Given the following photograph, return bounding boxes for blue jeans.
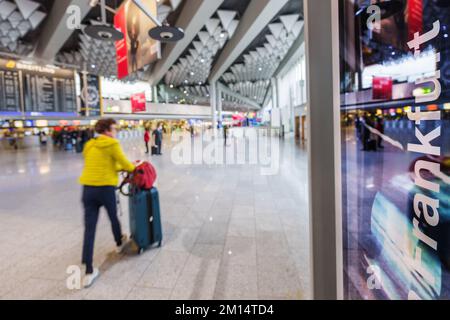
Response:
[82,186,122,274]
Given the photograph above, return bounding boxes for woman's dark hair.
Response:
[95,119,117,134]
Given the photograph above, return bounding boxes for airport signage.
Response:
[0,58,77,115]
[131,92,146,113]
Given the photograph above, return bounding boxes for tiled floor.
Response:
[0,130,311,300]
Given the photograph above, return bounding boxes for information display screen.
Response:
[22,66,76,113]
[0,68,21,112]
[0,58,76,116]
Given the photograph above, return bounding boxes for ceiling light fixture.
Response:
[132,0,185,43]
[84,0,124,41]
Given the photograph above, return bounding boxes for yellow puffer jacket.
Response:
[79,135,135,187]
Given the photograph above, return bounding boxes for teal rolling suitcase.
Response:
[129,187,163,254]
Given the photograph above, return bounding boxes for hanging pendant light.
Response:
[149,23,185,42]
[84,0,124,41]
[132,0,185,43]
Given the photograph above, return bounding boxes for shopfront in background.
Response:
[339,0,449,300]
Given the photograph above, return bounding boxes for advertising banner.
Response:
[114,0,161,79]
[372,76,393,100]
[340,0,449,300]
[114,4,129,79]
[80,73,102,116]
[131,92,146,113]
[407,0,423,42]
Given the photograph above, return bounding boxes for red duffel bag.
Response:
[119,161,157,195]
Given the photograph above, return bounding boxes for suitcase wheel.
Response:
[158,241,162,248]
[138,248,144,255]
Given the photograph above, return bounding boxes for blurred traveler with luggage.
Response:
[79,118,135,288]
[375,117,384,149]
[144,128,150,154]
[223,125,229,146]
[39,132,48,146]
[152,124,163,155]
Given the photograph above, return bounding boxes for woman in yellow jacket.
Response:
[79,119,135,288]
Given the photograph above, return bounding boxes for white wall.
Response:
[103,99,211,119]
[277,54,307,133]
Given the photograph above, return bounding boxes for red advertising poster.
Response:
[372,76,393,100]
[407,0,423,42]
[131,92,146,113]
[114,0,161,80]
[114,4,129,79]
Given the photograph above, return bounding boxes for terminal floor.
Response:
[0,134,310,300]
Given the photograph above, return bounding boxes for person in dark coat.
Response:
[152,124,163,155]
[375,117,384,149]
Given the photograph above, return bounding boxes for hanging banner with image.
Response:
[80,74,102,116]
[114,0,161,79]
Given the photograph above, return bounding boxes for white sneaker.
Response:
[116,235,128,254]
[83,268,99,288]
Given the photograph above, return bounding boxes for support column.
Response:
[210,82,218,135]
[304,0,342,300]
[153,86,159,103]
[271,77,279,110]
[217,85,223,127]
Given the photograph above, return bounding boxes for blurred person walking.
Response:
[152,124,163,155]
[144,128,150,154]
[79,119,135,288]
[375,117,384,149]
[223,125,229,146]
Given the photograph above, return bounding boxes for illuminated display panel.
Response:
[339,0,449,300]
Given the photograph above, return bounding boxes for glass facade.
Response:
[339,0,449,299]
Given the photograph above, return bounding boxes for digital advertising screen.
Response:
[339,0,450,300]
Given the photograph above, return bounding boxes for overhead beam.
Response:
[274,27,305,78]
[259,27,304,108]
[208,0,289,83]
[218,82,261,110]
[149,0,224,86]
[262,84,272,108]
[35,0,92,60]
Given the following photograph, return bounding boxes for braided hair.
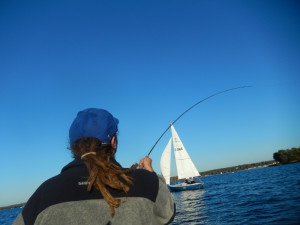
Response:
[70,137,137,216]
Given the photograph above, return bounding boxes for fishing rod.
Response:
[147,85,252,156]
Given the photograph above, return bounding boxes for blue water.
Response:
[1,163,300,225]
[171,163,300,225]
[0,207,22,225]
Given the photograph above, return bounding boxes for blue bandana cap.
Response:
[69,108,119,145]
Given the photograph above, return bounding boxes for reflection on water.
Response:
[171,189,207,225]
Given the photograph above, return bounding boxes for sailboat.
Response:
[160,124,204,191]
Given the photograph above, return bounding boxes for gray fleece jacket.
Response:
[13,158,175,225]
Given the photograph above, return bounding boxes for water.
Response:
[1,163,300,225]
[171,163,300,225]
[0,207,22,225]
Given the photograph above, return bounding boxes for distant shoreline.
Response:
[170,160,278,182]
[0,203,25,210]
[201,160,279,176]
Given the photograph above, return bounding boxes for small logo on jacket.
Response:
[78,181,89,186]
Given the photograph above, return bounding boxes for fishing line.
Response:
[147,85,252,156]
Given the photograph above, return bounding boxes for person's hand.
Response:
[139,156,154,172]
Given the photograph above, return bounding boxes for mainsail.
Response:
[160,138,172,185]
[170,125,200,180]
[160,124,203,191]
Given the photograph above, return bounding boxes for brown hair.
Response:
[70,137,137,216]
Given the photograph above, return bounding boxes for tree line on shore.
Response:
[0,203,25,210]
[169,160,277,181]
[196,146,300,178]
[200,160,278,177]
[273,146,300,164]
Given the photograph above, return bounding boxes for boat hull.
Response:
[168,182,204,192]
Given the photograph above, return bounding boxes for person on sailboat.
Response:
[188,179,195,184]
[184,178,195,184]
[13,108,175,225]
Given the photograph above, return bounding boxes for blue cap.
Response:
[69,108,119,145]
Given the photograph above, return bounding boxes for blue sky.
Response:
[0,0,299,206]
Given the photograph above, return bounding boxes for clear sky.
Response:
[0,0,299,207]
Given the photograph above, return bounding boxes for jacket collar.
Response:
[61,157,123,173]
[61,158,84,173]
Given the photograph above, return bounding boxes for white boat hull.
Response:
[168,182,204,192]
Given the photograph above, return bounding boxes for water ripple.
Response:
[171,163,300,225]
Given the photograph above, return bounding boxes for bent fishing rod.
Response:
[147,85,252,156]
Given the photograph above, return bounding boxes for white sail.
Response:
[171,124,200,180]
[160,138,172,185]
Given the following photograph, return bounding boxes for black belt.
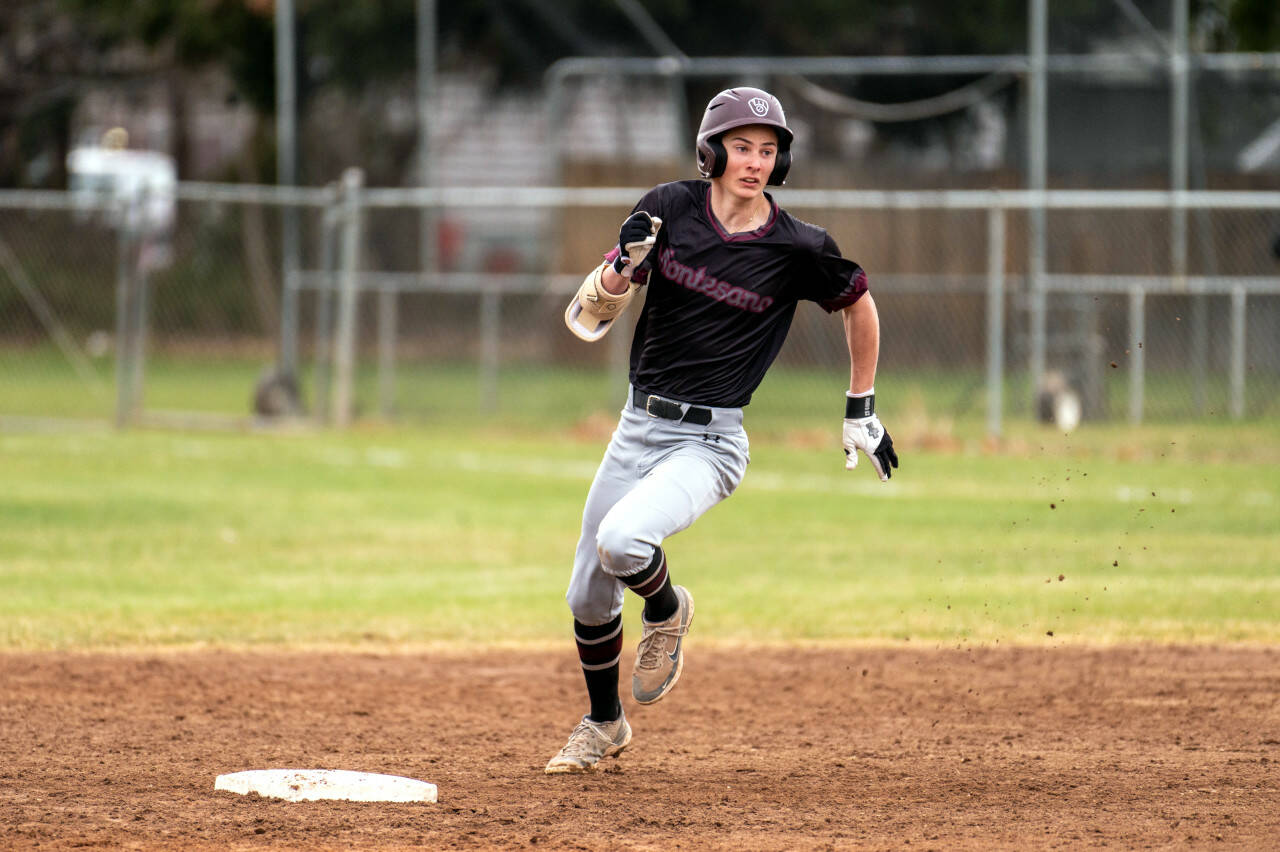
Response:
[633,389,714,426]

-------------------------

**What you will do:**
Collect every line above that contains the word "dark".

**Answer for this exercise:**
Given the photograph above, return bounding boxes for woman's dark hair.
Given the photograph above, return bounding boxes for person in dark coat.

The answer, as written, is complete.